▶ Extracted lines

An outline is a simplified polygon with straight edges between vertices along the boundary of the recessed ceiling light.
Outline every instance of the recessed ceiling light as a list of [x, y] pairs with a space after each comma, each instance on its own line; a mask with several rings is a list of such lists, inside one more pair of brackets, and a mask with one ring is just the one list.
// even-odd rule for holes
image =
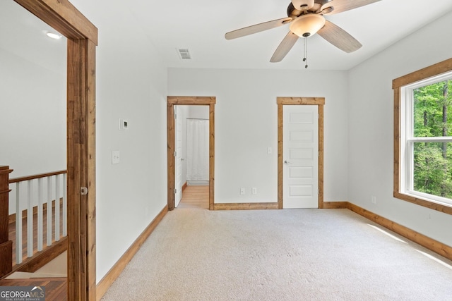
[[53, 32], [47, 32], [46, 35], [47, 35], [47, 37], [55, 39], [59, 39], [61, 38], [61, 36], [60, 35], [57, 35]]

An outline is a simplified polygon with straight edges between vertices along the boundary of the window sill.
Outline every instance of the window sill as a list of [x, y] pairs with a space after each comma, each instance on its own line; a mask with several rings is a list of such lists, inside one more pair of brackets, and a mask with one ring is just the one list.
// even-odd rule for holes
[[452, 205], [445, 204], [443, 203], [441, 204], [436, 203], [432, 200], [423, 199], [422, 197], [417, 197], [417, 196], [407, 195], [405, 193], [400, 193], [396, 191], [394, 192], [393, 196], [396, 199], [410, 202], [410, 203], [416, 204], [417, 205], [422, 206], [422, 207], [431, 209], [432, 210], [436, 210], [440, 212], [445, 213], [446, 214], [452, 215]]

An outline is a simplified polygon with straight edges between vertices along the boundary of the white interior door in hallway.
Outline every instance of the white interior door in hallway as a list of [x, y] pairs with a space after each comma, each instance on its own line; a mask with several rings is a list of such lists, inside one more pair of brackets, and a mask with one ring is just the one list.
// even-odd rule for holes
[[319, 106], [283, 106], [283, 208], [319, 208]]
[[174, 207], [177, 207], [182, 198], [182, 116], [179, 113], [177, 106], [174, 106], [174, 121], [176, 142]]

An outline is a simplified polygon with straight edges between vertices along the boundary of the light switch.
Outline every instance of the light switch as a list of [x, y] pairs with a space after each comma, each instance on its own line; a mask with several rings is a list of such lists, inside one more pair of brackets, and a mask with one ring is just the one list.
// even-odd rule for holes
[[112, 164], [117, 164], [119, 163], [119, 151], [114, 150], [112, 152]]

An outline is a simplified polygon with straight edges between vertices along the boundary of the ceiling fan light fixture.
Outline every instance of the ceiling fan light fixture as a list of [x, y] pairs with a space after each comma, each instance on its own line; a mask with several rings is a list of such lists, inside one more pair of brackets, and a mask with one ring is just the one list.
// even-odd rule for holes
[[290, 31], [300, 37], [314, 35], [325, 25], [325, 18], [315, 13], [302, 15], [290, 23]]

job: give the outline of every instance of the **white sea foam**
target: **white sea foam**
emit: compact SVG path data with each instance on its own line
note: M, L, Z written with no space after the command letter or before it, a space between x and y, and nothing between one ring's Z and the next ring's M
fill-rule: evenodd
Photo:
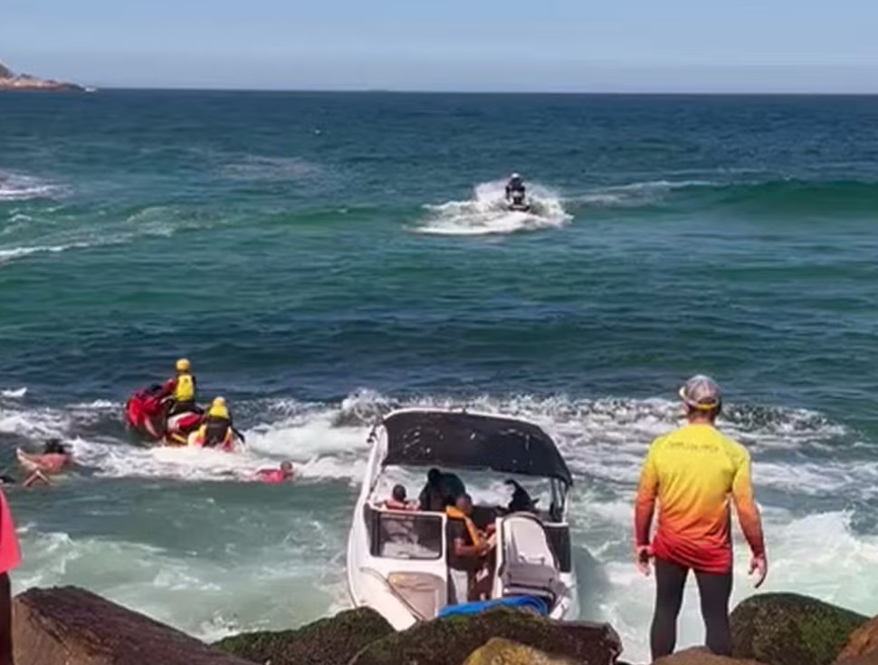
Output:
M469 201L425 206L429 215L414 230L434 235L503 234L558 228L572 219L558 195L548 187L530 185L528 195L530 211L511 212L506 207L505 182L482 183Z

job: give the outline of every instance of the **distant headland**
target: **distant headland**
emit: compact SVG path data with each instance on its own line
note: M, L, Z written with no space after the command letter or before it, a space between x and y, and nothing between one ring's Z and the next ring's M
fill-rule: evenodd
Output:
M44 91L44 92L87 92L91 91L75 83L66 83L52 79L38 79L30 74L16 74L0 62L0 91Z

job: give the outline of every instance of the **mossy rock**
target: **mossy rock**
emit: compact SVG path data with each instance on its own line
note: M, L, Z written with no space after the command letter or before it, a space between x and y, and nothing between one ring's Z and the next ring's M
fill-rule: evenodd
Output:
M359 608L293 631L228 637L214 647L258 663L345 665L364 647L393 632L393 626L378 613Z
M494 637L479 647L463 665L579 665L564 656L550 656L539 649Z
M847 641L847 645L838 655L841 662L862 661L878 665L878 617L857 628Z
M498 607L416 624L373 642L348 665L462 665L491 638L582 665L612 665L622 651L618 634L606 623L560 622Z
M748 598L731 613L736 658L767 665L830 665L867 617L796 594Z

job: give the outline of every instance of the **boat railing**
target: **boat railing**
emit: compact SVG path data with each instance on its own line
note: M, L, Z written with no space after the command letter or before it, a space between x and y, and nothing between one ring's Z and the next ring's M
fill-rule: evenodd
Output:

▶ Instructions to follow
Transcribe all of the lines above word for word. Omit the pictures from your transcription.

▶ Full solution
An outline is a simplified polygon with straight edges between vertices along the boundary of the recessed ceiling light.
Outline every instance of the recessed ceiling light as a list of [x, y] pairs with a space after each comma, each instance on its own line; a mask with several rings is a list of such lists, inside one more pair of brackets, and a mask with one ring is just the one list.
// even-odd rule for holes
image =
[[53, 32], [47, 32], [46, 35], [47, 35], [47, 37], [55, 39], [59, 39], [61, 38], [61, 36], [60, 35], [57, 35]]

An outline is a simplified polygon with straight edges between vertices along the boundary of the window sill.
Outline every instance of the window sill as a list of [x, y] pairs with a space after each comma, each instance on its own line; a mask with several rings is a list of such lists, inside one more pair of brackets, and a mask with one ring is just the one list.
// even-odd rule for holes
[[452, 205], [445, 204], [443, 203], [441, 204], [436, 203], [432, 200], [423, 199], [422, 197], [417, 197], [417, 196], [407, 195], [405, 193], [400, 193], [396, 191], [394, 192], [393, 196], [396, 199], [410, 202], [410, 203], [416, 204], [417, 205], [422, 206], [422, 207], [431, 209], [432, 210], [436, 210], [440, 212], [445, 213], [446, 214], [452, 215]]

An outline is a simplified polygon with straight edges between vertices along the boundary of the white interior door in hallway.
Outline every instance of the white interior door in hallway as a list of [x, y] pairs with a space after each comma, each instance on its own line; a mask with several rings is a list of such lists, inside one more pair of brackets, and a mask with one ring is just the one list.
// even-odd rule for holes
[[319, 106], [283, 106], [283, 208], [319, 208]]
[[174, 207], [177, 207], [182, 198], [182, 116], [179, 113], [177, 106], [174, 106], [174, 121], [176, 142]]

An outline is a simplified polygon with straight edges between vertices along the boundary of the light switch.
Outline every instance of the light switch as a list of [x, y] pairs with a space after each comma, each instance on its own line; a mask with several rings is a list of such lists, inside one more pair of brackets, and a mask with one ring is just the one list.
// even-odd rule for holes
[[112, 164], [117, 164], [119, 163], [119, 151], [114, 150], [112, 152]]

An outline is a simplified polygon with straight edges between vertices along the boundary of the ceiling fan light fixture.
Outline every instance of the ceiling fan light fixture as a list of [x, y] pairs with a space after each comma, each instance on its own line; a mask with several rings is a list of such lists, inside one more pair of brackets, and a mask with one ring is just the one list.
// even-odd rule for holes
[[290, 31], [300, 37], [314, 35], [325, 25], [325, 18], [315, 13], [302, 15], [290, 23]]

job: give the outline of every instance of the **white sea foam**
target: **white sea foam**
emit: compact SVG path data with each instance on its own line
note: M, L, Z written with no space after the command letter or before it, a space between x and y, and nothing between one ring's Z and the next ring's M
fill-rule: evenodd
Photo:
Output:
M469 201L425 206L429 215L414 230L434 235L503 234L558 228L572 219L558 195L548 187L530 185L528 195L530 211L511 212L506 207L505 182L482 183Z

job: give the outline of every instance of the **distant headland**
target: **distant headland**
emit: compact SVG path data with each instance on its own line
note: M, L, Z written with no space after the command letter or before it, a space between x and y, and nothing between one ring's Z and the next ring's M
fill-rule: evenodd
Output:
M44 91L44 92L87 92L91 91L75 83L66 83L52 79L38 79L30 74L16 74L0 62L0 91Z

job: give the outline of every instance of the **mossy rock**
target: **mossy rock**
emit: compact SVG path data with each instance on its own line
note: M, L, Z written with no space after the command letter or before it, a space between x and y, and nothing between one ring's Z and the next ring's M
fill-rule: evenodd
Output:
M359 608L293 631L228 637L214 647L258 663L345 665L364 647L393 632L393 626L378 613Z
M494 637L479 647L463 665L579 665L564 656L550 656L539 649Z
M847 641L847 645L838 655L841 662L862 661L878 665L878 617L857 628Z
M498 607L416 624L373 642L348 665L462 665L491 638L582 665L612 665L622 651L618 634L606 623L560 622Z
M748 598L731 613L736 658L767 665L830 665L867 617L796 594Z

job: give the outline of every instance of the **boat railing**
target: **boat railing**
emit: compact SVG path data with each instance on its own line
note: M, L, Z written with no space after the command letter or before it, a space between x and y, and nothing between one ring's Z and the next ring's M
fill-rule: evenodd
Output:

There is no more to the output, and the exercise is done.